[Directions]:
Find the string "below" in the material. Copy every line that has it.

[Data in this exercise]:
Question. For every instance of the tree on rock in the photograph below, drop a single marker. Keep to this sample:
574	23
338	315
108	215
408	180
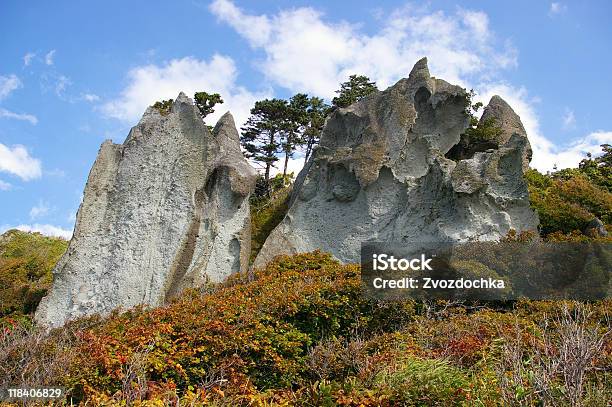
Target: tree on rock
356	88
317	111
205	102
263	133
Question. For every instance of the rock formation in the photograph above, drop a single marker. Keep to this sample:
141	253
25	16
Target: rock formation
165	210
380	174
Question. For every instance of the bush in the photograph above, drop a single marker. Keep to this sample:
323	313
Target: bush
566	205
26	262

* * *

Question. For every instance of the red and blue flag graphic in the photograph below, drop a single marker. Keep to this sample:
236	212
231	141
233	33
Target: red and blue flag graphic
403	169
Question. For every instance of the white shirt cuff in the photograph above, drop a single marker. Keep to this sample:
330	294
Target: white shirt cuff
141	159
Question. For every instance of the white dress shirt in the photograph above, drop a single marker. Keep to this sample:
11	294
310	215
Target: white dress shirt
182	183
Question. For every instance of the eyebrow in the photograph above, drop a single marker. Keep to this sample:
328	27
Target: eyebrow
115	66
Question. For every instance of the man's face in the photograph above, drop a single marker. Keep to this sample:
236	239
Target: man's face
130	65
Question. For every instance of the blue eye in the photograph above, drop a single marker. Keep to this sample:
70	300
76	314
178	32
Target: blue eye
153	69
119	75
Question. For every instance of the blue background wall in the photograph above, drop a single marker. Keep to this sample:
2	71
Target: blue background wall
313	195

==

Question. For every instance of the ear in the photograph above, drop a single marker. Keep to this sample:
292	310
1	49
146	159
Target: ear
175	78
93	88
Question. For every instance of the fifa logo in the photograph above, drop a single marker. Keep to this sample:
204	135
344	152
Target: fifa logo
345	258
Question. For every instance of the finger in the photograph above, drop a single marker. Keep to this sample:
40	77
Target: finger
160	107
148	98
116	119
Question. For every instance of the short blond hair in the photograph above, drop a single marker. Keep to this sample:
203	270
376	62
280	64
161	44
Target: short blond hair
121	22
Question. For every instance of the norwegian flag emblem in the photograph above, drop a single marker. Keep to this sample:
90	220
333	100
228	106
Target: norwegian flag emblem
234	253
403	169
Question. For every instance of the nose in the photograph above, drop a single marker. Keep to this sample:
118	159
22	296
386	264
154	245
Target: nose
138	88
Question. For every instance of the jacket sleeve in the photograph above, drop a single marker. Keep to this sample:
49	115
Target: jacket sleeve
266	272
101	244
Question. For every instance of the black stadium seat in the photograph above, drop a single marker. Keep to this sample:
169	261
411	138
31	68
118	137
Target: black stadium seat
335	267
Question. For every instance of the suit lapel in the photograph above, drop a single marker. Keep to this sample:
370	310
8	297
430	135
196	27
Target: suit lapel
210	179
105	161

[Written reply]:
Question. For every instance of the tree on rock in the photograph below, drop a single marker. Keep to this sample:
Question. For every instance of the red and blue flag graphic in the photograph below, drop a single marker. Keep to this sample:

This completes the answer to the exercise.